● Activity: In the response, the entries must appear exactly as supplied.

● Record extracts:
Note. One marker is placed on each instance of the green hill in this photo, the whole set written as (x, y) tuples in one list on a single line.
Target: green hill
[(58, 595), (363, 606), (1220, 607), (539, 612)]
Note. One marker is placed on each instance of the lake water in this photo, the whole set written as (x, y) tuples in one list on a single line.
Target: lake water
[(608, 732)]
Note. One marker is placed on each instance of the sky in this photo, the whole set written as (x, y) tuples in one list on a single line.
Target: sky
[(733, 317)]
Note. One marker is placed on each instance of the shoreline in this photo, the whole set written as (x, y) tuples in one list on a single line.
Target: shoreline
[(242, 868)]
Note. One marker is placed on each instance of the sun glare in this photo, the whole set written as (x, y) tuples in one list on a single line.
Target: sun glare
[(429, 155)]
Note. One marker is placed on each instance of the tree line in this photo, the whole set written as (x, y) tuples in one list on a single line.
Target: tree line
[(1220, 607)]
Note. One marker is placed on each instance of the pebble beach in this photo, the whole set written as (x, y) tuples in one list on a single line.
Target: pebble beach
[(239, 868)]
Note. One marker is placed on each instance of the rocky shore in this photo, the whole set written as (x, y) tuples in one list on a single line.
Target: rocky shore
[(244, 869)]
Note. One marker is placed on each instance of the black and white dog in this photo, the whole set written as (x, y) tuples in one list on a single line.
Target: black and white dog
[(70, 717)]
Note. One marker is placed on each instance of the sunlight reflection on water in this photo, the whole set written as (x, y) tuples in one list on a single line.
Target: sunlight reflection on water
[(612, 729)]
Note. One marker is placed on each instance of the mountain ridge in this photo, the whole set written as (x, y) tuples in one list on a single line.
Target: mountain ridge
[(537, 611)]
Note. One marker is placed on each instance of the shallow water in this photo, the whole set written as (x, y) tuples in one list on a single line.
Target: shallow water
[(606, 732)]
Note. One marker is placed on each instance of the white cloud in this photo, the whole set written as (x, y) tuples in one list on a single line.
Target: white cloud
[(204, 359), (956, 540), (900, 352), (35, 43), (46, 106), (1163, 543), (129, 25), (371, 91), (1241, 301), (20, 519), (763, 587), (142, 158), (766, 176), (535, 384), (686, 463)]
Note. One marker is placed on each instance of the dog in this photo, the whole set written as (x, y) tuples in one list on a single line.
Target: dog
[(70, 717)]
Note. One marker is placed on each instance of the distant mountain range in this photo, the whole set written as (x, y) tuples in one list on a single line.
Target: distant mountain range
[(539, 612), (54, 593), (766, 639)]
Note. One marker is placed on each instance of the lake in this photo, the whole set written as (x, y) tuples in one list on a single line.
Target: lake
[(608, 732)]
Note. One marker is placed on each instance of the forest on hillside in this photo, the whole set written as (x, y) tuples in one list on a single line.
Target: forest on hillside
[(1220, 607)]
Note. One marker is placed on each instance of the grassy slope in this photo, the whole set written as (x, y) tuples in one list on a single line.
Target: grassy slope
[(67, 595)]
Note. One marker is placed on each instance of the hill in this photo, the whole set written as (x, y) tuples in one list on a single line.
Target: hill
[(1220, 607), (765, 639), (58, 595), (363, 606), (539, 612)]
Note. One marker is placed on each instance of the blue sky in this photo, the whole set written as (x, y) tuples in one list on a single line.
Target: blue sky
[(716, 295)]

● Solution to the exercise:
Note. One marker is placed on each instance of the green hill in this photo, the whole set written as (x, y) tuples in one list on a single line.
Target: green hill
[(58, 595), (363, 606), (1220, 607), (539, 612)]
Note. One marker is placed on each instance of the lake water in this photo, the whole set written as (x, y) tuples in one list on a single line.
Target: lake water
[(608, 732)]
Note. One marker is placed on each instance of the sky in this photo, the whole set written as (x, y) tuples in one list on a single line.
Target: sky
[(733, 317)]
Note. One marker is placed on each instance of the shoreline in this photo, the whole set written as (x, y) tuples in one list on a single line.
Target: shoreline
[(242, 868)]
Note. One marker is placed on each instance of the sun glare in this photo, the whole set written as (x, y) tuples in one list on a single line.
Target: sun glare
[(429, 155)]
Note. One marker is placed on each instance of the tree line in this photo, the whole set written as (x, y) tuples in one list on a single line.
Target: tree line
[(1220, 607)]
Note. One marker is placed on each instance of the pebble beach in this photo, the whole set written as (x, y) tuples in one list on a single line.
Target: pebble beach
[(239, 868)]
Note. One marker is placed on each instance of the rocky shore in this photo, the whole set written as (x, y) tuples in one list on a single line.
Target: rocky shore
[(244, 869)]
Note. One marker is placed on each instance of the black and white dog in this photo, the whole set written as (x, y) tuples in one list on a single line.
Target: black and white dog
[(70, 717)]
Note. One marker is placed on each instance of the sunlight reflection on water in this photo, the whole set written as (x, y) tuples in one list on a single line.
Target: sunlight reflection on water
[(612, 729)]
Note. One marker is placed on each instance of the mountain ridge in this photo, the whole set written as (x, y) tuples in one list on a single line.
Target: mountain ridge
[(537, 611)]
Note. One marker is placed on each instance of the shallow water in this photo, the whole set written as (x, y) tuples in one list on a single line.
Target: shallow water
[(606, 732)]
Note. One marker is placed on each instance of the white cloud in this photo, the whole set written as (x, y) tuples in one list on a single line.
Target: white cloud
[(204, 359), (956, 540), (900, 352), (35, 43), (46, 106), (1163, 543), (129, 25), (371, 91), (1241, 301), (20, 519), (763, 587), (142, 158), (766, 176), (535, 384), (686, 463)]
Note. One marker is placed on each instance of the dog in this photo, the whole set written as (x, y) tuples in one list on a single line.
Target: dog
[(70, 717)]
Note. One marker is placed on each instance of the distant mountain range in this photo, the whole set written as (x, y) tuples in one list on a single line.
Target: distant mountain range
[(539, 612), (54, 593), (766, 639)]
Note. One marker is placed on each instance of the lake in this photo, the whole set written as (x, y) tuples in one list on a single line.
Target: lake
[(608, 732)]
Note. One marker is placed on each instance of the forest on hillside in this photo, the whole set written as (x, y) tuples in one list on a single line.
Target: forest on hillside
[(1220, 607)]
Note. One marker is placed on each instance of the grassy slope in this photo, the whole set written as (x, y) tuples in one list on a single line.
Target: grassy slope
[(67, 595)]
Note. One marker is placed on each instance of the hill in this photo, the whole set written as (x, y) tuples in one list on a single line.
Target: hill
[(1220, 607), (765, 639), (58, 595), (363, 606), (539, 612)]
Note. One marker is placed on each instance of the blue sky in this photo, the whole set written as (x, y) tuples in one list on a single line.
Target: blue sky
[(716, 295)]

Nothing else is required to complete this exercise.